> [WORK TO COMPLETE] When you write the records again, keep every line exactly as it was.

> [Records contained in a dataset]
::::::::::

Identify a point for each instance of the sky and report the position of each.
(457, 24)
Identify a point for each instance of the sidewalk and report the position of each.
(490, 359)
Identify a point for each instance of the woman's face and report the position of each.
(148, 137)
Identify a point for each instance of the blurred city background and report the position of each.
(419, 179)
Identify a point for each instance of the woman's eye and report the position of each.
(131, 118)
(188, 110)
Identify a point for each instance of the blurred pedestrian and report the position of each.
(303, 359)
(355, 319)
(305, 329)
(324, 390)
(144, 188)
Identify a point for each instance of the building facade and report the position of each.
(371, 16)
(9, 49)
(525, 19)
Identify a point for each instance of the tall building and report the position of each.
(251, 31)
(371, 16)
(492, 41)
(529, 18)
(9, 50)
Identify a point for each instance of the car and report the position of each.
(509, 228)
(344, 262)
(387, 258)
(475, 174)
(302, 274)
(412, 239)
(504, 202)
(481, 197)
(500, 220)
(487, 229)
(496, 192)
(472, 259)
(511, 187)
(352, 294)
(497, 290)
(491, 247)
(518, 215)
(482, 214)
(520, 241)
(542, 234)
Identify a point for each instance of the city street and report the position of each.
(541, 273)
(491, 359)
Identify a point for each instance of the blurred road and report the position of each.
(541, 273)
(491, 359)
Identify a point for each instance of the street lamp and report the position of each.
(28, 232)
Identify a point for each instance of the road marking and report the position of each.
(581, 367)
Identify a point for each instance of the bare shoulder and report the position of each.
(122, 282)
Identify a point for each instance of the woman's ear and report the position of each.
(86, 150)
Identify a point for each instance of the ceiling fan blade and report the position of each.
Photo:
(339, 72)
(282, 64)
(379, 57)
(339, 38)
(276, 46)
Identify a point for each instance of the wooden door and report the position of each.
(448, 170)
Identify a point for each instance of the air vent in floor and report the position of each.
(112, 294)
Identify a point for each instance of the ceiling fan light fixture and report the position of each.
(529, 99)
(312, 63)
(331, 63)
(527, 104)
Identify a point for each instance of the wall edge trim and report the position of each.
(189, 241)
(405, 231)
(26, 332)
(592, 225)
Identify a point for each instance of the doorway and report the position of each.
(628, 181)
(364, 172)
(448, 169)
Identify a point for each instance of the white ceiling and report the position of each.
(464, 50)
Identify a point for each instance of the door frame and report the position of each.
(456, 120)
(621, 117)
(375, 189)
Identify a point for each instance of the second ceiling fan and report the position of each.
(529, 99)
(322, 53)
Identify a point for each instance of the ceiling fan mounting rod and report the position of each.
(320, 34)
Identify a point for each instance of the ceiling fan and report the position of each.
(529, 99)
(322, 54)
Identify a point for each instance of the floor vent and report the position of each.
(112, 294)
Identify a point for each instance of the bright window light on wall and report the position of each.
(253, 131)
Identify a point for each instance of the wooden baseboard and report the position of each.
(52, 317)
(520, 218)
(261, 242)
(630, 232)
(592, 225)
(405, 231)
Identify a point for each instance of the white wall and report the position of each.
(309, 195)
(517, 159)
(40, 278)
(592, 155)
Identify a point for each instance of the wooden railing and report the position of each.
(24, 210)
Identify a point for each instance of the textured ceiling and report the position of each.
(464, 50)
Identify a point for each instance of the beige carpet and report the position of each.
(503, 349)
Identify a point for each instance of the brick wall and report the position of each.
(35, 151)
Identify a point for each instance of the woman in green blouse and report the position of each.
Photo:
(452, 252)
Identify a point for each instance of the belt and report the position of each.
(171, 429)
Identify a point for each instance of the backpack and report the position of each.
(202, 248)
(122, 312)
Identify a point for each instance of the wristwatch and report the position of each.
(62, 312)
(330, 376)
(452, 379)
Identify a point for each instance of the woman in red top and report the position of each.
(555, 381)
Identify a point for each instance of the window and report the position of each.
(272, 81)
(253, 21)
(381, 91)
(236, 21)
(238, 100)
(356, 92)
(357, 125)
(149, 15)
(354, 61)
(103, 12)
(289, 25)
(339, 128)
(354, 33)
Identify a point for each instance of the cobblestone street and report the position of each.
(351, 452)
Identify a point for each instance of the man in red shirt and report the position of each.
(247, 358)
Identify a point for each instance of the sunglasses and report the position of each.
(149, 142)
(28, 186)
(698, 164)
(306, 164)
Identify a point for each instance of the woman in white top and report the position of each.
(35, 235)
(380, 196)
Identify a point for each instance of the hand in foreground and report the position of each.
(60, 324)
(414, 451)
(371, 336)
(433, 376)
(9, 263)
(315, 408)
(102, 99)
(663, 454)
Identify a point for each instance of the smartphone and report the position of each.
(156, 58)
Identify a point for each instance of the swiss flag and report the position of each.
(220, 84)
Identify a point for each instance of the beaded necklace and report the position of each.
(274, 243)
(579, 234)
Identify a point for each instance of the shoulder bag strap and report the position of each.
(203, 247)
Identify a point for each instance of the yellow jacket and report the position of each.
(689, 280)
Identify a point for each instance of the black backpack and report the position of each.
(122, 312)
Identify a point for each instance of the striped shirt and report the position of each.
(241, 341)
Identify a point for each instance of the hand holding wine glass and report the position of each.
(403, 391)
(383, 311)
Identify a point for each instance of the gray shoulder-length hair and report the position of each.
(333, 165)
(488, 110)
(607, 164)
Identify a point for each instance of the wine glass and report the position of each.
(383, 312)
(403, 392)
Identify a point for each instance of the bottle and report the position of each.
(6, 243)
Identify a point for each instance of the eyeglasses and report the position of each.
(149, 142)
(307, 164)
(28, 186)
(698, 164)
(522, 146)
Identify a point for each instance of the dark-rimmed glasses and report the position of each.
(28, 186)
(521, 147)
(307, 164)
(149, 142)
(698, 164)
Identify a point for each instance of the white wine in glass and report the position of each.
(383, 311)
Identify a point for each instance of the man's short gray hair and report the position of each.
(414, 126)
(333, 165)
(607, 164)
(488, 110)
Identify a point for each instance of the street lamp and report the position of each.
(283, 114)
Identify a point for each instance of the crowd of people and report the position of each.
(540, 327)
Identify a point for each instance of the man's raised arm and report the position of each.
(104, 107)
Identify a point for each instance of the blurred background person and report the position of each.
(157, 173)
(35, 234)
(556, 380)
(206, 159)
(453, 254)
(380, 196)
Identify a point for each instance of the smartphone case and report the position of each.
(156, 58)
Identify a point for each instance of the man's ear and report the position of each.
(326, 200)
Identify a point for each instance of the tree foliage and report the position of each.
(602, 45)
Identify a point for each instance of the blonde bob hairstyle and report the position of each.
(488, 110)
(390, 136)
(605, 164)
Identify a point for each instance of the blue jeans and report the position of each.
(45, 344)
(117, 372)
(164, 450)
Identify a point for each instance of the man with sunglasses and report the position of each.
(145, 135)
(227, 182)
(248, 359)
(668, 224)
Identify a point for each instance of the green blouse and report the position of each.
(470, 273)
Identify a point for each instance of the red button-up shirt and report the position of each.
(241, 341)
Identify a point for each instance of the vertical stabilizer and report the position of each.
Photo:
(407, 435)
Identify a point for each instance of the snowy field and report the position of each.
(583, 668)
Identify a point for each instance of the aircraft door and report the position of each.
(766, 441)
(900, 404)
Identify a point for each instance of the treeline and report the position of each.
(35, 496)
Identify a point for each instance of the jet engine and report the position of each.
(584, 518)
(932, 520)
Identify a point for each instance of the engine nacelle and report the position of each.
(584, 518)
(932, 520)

::::::::::

> [SOLUTION TO THE EXERCISE]
Identify a point for each instance of the sky and report the position of each.
(457, 24)
Identify a point for each instance of the sidewalk and report the position of each.
(490, 359)
Identify a point for each instance of the woman's face and report the position of each.
(148, 137)
Identify a point for each instance of the blurred city background and report the position of each.
(419, 179)
Identify a point for each instance of the woman's eye and report the position of each.
(131, 118)
(188, 110)
Identify a point for each instance of the blurred pedestrian and report the position of each.
(303, 359)
(355, 319)
(305, 329)
(324, 390)
(144, 188)
Identify a point for each instance of the building facade and report the position of each.
(371, 16)
(9, 49)
(525, 19)
Identify a point for each instance of the tall building and report the position of each.
(251, 31)
(371, 16)
(492, 41)
(529, 18)
(9, 50)
Identify a point for each instance of the car and report the position of each.
(509, 228)
(344, 262)
(387, 258)
(475, 174)
(302, 274)
(412, 239)
(504, 202)
(481, 197)
(500, 220)
(487, 229)
(496, 192)
(472, 259)
(511, 187)
(352, 294)
(497, 290)
(491, 247)
(518, 215)
(482, 214)
(520, 241)
(542, 234)
Identify a point for each instance of the city street and report the position of each.
(541, 273)
(491, 359)
Identify a point for each instance of the blurred road and report the position of each.
(541, 273)
(491, 359)
Identify a point for each instance of the street lamp and report the position of each.
(28, 232)
Identify a point for each instance of the road marking and report the position of each.
(581, 367)
Identify a point for each instance of the bare shoulder and report the position of each.
(122, 282)
Identify a point for each instance of the woman's ear and report the position of each.
(86, 150)
Identify a point for each instance of the ceiling fan blade and report the position of each.
Photo:
(339, 72)
(282, 64)
(379, 57)
(339, 38)
(276, 46)
Identify a point for each instance of the wooden door and report the position of each.
(448, 170)
Identify a point for each instance of the air vent in floor and report the position of each.
(112, 294)
Identify a point for each instance of the ceiling fan light fixture and report the position of each.
(529, 99)
(312, 63)
(331, 63)
(527, 104)
Identify a point for each instance of the wall edge trim and report the position of each.
(189, 241)
(405, 231)
(26, 332)
(592, 225)
Identify a point for each instance of the doorway and report the position of each.
(628, 181)
(364, 172)
(448, 169)
Identify a point for each instance of the white ceiling and report the position of each.
(464, 50)
Identify a point for each instance of the door frame and report the position of each.
(456, 120)
(621, 117)
(375, 189)
Identify a point for each instance of the second ceiling fan and report the position of each.
(529, 99)
(322, 53)
Identify a point for each instance of the ceiling fan mounting rod and report the position of each.
(320, 34)
Identify a point for each instance of the ceiling fan and report the position of each.
(529, 99)
(322, 54)
Identify a point for each instance of the floor vent and report the position of each.
(112, 294)
Identify a point for each instance of the bright window light on wall and report the position of each.
(253, 131)
Identify a point for each instance of the wooden baseboard and report the position of each.
(52, 317)
(520, 218)
(261, 242)
(630, 232)
(592, 225)
(405, 231)
Identify a point for each instance of the white wall and report the position of each.
(309, 195)
(517, 159)
(40, 278)
(592, 155)
Identify a point for each instance of the wooden railing and report the position of each.
(24, 210)
Identify a point for each instance of the textured ceiling and report the position of each.
(464, 50)
Identify a point for each instance of the beige carpet and report the position of each.
(503, 349)
Identify a point for each instance of the brick wall and report the position of each.
(35, 151)
Identify a point for each instance of the woman in green blouse and report the position of each.
Photo:
(452, 252)
Identify a point for each instance of the belt and report the position of each.
(171, 429)
Identify a point for each instance of the backpack and report the position of each.
(202, 248)
(122, 312)
Identify a point for each instance of the wristwatch and report the position of each.
(62, 312)
(330, 376)
(452, 379)
Identify a point for each instance of the woman in red top and report the position of each.
(555, 381)
Identify a point for each instance of the window and report the position of each.
(272, 81)
(253, 21)
(381, 91)
(236, 21)
(238, 100)
(356, 92)
(357, 125)
(149, 15)
(354, 61)
(103, 12)
(289, 25)
(339, 128)
(354, 33)
Identify a point for each instance of the cobblestone street and report the position of each.
(351, 452)
Identify a point for each instance of the man in red shirt and report the position of each.
(247, 358)
Identify a point for each instance of the sunglasses and report the position of each.
(149, 142)
(28, 186)
(698, 164)
(306, 164)
Identify a point for each instance of the woman in white top and report the position of each.
(35, 235)
(380, 196)
Identify a point for each instance of the hand in foreground and report the position of each.
(60, 324)
(414, 451)
(371, 336)
(433, 376)
(9, 263)
(315, 408)
(102, 99)
(663, 454)
Identify a point for each instance of the smartphone and report the position of each.
(156, 58)
Identify a point for each instance of the swiss flag and report the position of each.
(220, 84)
Identify a point for each instance of the beaded necklace and report the position of each.
(274, 243)
(579, 234)
Identify a point for each instance of the shoulder bag strap and report the position of each.
(203, 247)
Identify a point for each instance of the yellow jacket and report the position of each.
(689, 280)
Identify a point for each instance of the black backpack and report the position of each.
(122, 312)
Identify a point for each instance of the striped shirt and report the position of each.
(241, 341)
Identify a point for each instance of the hand holding wine glass and report the position of each.
(403, 391)
(383, 311)
Identify a point for each instance of the gray shoulder-length hair and report the position of each.
(333, 165)
(488, 110)
(607, 164)
Identify a point for each instance of the wine glass and report the position of each.
(383, 312)
(403, 392)
Identify a point for each instance of the bottle and report the position of each.
(6, 243)
Identify a point for each instance of the eyeglasses and report the position of each.
(149, 142)
(307, 164)
(28, 186)
(698, 164)
(522, 146)
Identify a point for each instance of the dark-rimmed glasses and report the position of each.
(28, 186)
(521, 147)
(307, 164)
(149, 142)
(698, 164)
Identify a point for each instance of the white wine in glass and report the position of each.
(383, 311)
Identify a point for each instance of the man's short gray hair and report the position of each.
(414, 126)
(333, 165)
(607, 164)
(488, 110)
Identify a point for each instance of the street lamp and report the position of each.
(283, 114)
Identify a point for each instance of the crowd of people and report the position of each.
(540, 327)
Identify a point for each instance of the man's raised arm and report the position of each.
(104, 107)
Identify a point for each instance of the blurred background person and report the position of each.
(157, 173)
(35, 234)
(556, 380)
(206, 159)
(453, 254)
(380, 196)
Identify a point for each instance of the smartphone case and report the position of each.
(156, 58)
Identify a point for each instance of the man's ear and report the position of each.
(326, 200)
Identify a point for each instance of the tree foliage and report the position of each.
(602, 45)
Identify a point for each instance of the blonde bob hairstyle and report the position of each.
(488, 110)
(390, 136)
(605, 164)
Identify a point for each instance of the blue jeans and report the position of each.
(45, 344)
(117, 372)
(164, 450)
Identify a point for each instance of the man with sunglasses and report the position of each.
(145, 135)
(227, 182)
(248, 359)
(668, 224)
Identify a point for each instance of the green blouse and report the position of each.
(470, 273)
Identify a point for each instance of the red button-up shirt and report the position of each.
(241, 341)
Identify a point for each instance of the vertical stabilizer and report the position of each.
Photo:
(407, 435)
Identify a point for each instance of the snowy field and report the position of each.
(583, 668)
Identify a point for each instance of the aircraft door and report the position of each.
(766, 441)
(900, 404)
Identify a point for each instance of the treeline and report the position of each.
(35, 496)
Identify a point for each instance of the jet engine and report the position of each.
(584, 518)
(932, 520)
Identify a point for each instance of the engine nacelle and report the position of each.
(584, 518)
(932, 520)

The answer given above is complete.